Extracted records —
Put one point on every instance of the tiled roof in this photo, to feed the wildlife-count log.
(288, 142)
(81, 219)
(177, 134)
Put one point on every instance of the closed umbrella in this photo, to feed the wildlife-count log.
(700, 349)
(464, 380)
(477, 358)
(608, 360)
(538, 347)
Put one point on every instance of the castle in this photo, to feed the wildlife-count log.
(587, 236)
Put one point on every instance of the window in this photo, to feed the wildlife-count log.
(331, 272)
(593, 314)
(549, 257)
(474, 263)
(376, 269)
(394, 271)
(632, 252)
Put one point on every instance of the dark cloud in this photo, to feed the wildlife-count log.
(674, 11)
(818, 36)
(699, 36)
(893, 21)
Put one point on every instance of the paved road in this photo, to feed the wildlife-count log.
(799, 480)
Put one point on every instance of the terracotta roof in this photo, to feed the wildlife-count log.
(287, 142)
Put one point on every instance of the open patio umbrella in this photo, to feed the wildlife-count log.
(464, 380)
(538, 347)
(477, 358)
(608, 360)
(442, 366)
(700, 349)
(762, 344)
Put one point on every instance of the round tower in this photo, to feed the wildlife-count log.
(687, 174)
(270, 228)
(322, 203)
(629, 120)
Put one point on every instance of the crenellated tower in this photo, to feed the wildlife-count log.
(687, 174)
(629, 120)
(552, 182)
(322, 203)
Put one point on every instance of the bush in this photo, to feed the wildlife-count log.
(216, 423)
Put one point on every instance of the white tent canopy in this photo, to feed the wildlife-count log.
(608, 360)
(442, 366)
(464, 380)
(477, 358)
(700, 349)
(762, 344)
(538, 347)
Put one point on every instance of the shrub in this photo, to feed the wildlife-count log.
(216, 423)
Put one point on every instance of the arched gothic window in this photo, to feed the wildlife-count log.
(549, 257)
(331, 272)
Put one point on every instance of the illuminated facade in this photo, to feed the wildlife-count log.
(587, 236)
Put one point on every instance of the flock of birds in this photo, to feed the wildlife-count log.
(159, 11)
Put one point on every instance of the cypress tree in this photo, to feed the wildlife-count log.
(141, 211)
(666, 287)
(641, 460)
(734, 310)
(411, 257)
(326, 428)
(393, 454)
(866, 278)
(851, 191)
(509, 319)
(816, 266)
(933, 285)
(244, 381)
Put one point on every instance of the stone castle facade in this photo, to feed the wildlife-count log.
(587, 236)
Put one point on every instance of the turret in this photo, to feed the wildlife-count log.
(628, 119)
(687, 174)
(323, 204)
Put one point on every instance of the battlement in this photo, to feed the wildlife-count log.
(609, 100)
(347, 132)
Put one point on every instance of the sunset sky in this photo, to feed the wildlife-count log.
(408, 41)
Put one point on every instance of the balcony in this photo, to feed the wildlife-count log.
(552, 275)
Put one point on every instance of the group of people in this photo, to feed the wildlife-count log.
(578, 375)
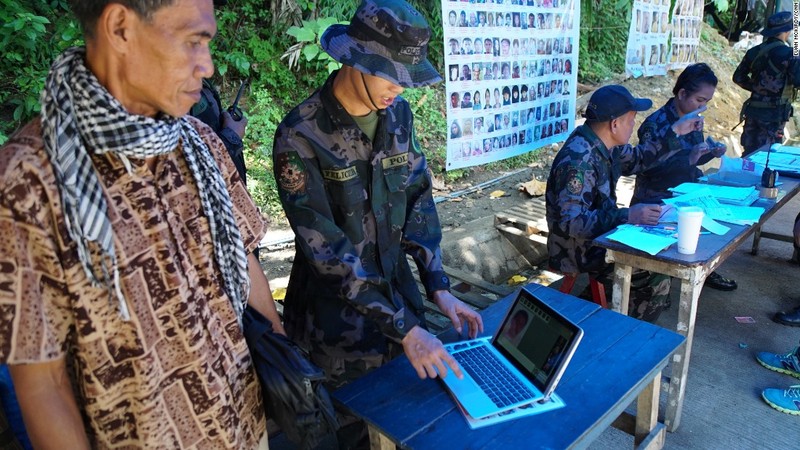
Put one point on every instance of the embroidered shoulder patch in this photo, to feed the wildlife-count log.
(574, 181)
(292, 173)
(340, 175)
(395, 161)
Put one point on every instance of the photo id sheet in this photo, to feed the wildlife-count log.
(685, 39)
(511, 76)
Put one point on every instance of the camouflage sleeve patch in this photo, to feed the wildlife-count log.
(292, 176)
(574, 180)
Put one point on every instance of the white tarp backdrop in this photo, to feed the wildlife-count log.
(686, 19)
(511, 76)
(648, 38)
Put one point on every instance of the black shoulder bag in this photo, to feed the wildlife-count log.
(291, 384)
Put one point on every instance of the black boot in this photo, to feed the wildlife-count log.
(791, 319)
(718, 282)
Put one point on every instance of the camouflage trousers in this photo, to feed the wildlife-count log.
(353, 433)
(649, 294)
(757, 133)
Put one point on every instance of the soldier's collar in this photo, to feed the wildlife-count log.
(586, 132)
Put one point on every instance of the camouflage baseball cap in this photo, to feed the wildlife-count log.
(387, 39)
(612, 101)
(777, 23)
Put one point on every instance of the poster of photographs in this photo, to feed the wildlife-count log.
(686, 19)
(648, 38)
(511, 76)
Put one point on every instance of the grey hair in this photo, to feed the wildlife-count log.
(88, 11)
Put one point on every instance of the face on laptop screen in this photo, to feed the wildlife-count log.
(534, 339)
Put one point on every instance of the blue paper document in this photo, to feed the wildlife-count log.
(640, 239)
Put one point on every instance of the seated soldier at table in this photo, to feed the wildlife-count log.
(693, 89)
(581, 199)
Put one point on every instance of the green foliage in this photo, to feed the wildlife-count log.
(308, 44)
(603, 38)
(31, 35)
(430, 125)
(721, 5)
(264, 116)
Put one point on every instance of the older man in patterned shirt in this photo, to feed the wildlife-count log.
(125, 240)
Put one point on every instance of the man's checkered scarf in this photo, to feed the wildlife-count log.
(80, 116)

Required work —
Omit the pictures and print again exactly the lines from the one with "Put one point on every instance of the group" through the final line of the entries, both ends included.

Result of the task —
Put one point on every instance of the group of people in this photo, to feed the wildlife-count log.
(578, 375)
Put one point on every instance of the embroidered shoulder patch in this photo, to feed the wildlife-count log.
(574, 181)
(292, 173)
(340, 175)
(395, 161)
Put one point on every instance of the photo id sheet in this photo, to feed the wildlife-count log.
(685, 39)
(511, 76)
Put one point on every instance of the camouflage sleeve patch in this photo, to feed the wildlife-count log.
(292, 176)
(574, 180)
Put one point on every instance of the white tarp backdrop in this photo, to feed the wildlife-count log.
(686, 19)
(511, 76)
(648, 38)
Put one point on every instance of the black shoulder bag in this photo, to feed the wildlife-count log.
(291, 384)
Put one point on every instance of the black boot in this photo, to feed the wildlife-count log.
(791, 319)
(718, 282)
Put one point on every instance of the camouflage trousers in this photo, to feed the wildlife-count log.
(353, 433)
(649, 294)
(757, 133)
Put one point on every instance of the soldier's collar in this photo, to feed the wildlife-count log.
(586, 132)
Put one point on every instance of the camouflage baseball cap in this photo, to feed the wildlife-count log.
(387, 39)
(612, 101)
(777, 23)
Put one point on every instance of the poster of photographs in this photo, to feed the wildlife-count log.
(686, 19)
(648, 38)
(511, 76)
Put one point on every instance of the grey hair in this photo, to feed the wildlife-count log.
(88, 11)
Put one point on every instance of the face on laptop screen in this photo, to feed the wildlife-count log.
(534, 339)
Put one point on every instance of the blue paper document in this photo, to feed the wildlife-count log.
(640, 239)
Put one point on every instance of the seated soldier at table in this photo, to feed the wildlife-count log.
(693, 89)
(581, 199)
Put one point on every instance of the green foliage in this photo, to feed the wildlife-count log.
(308, 44)
(603, 38)
(31, 35)
(430, 125)
(721, 5)
(264, 116)
Put one point on every instance of the older man in patterned shirt in this photo, to feed the wildlife-count log.
(125, 240)
Put one point on every instance of the man's checkered scarf in this photo, to feed the wildlife-count log.
(80, 116)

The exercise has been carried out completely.